» **Natural language region descriptions**:

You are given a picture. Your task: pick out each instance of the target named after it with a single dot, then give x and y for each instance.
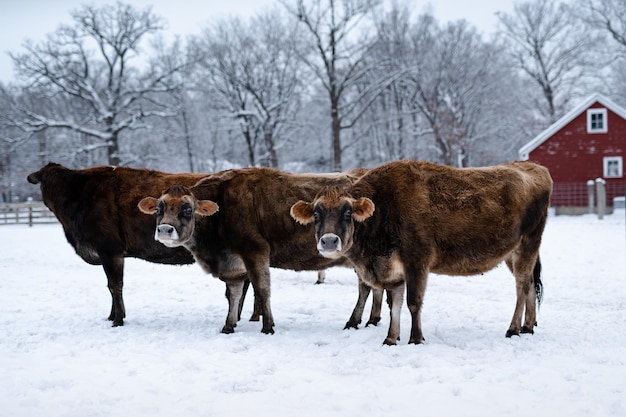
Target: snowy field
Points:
(59, 356)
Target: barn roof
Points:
(525, 150)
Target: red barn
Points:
(587, 143)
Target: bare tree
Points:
(89, 65)
(253, 68)
(606, 15)
(338, 57)
(549, 49)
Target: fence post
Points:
(601, 190)
(590, 195)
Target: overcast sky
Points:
(33, 19)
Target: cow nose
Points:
(165, 230)
(329, 242)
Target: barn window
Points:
(613, 167)
(597, 121)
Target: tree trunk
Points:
(336, 138)
(113, 150)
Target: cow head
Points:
(334, 212)
(175, 211)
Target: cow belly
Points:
(381, 272)
(467, 265)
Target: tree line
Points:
(308, 85)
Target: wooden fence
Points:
(25, 213)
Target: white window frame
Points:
(613, 161)
(605, 121)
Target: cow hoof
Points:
(228, 329)
(374, 321)
(511, 332)
(351, 325)
(389, 342)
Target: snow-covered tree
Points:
(89, 66)
(551, 50)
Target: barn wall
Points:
(574, 156)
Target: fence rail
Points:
(26, 213)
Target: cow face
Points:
(334, 212)
(175, 211)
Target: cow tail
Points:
(537, 282)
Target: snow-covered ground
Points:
(59, 356)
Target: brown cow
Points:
(404, 219)
(98, 210)
(246, 212)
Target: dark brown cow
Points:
(246, 212)
(98, 210)
(404, 219)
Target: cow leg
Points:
(393, 335)
(114, 270)
(257, 309)
(415, 287)
(522, 264)
(321, 276)
(357, 313)
(377, 305)
(259, 275)
(234, 293)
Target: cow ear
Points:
(302, 212)
(148, 205)
(207, 208)
(362, 209)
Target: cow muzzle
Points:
(329, 245)
(167, 235)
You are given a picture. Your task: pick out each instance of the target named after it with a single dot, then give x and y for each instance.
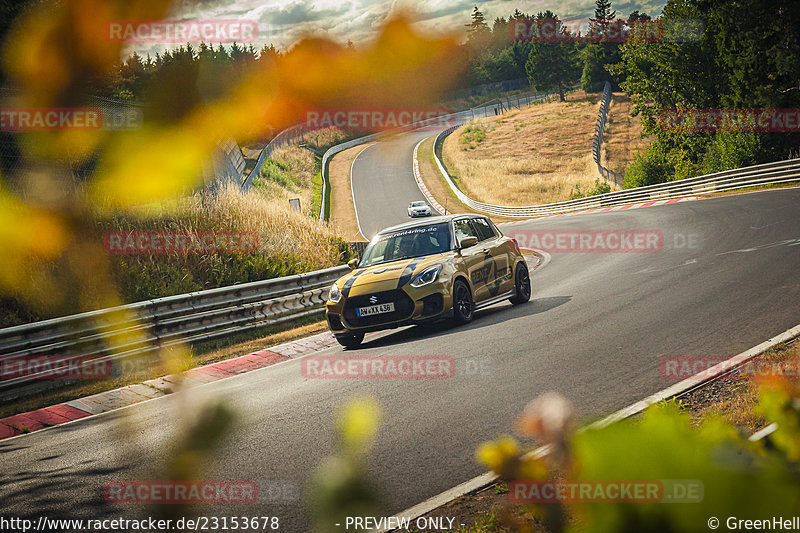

» **Assignment**: Each line from the one containing "Target: wooden fence" to the final line of the data must be printed exactly, both included, with nothing else and no pictures.

» **Expected answer**:
Target: wooden fence
Points:
(25, 213)
Target: white window frame
Points:
(613, 161)
(605, 121)
Target: cow hoof
Points:
(228, 329)
(374, 321)
(511, 332)
(351, 325)
(389, 342)
Target: snow-covered tree
Points:
(89, 66)
(551, 50)
Target: barn wall
Points:
(574, 156)
Target: fence rail
Points:
(26, 213)
Target: cow face
Points:
(334, 212)
(175, 211)
Target: cow tail
Points:
(537, 282)
Target: snow-covered ground
Points:
(59, 356)
Target: brown cow
Points:
(404, 219)
(98, 210)
(246, 212)
Target: dark brown cow
Points:
(246, 212)
(98, 210)
(404, 219)
Target: cow leg
Points:
(393, 335)
(114, 270)
(257, 309)
(415, 287)
(522, 264)
(321, 276)
(357, 313)
(377, 305)
(259, 275)
(234, 293)
Target: cow ear
Points:
(302, 212)
(148, 205)
(207, 208)
(362, 209)
Target: cow muzzle
Points:
(329, 245)
(167, 235)
You are given a picture. Your task: pick out each instance of the target named after it with a single dot, then give x and y for each instance.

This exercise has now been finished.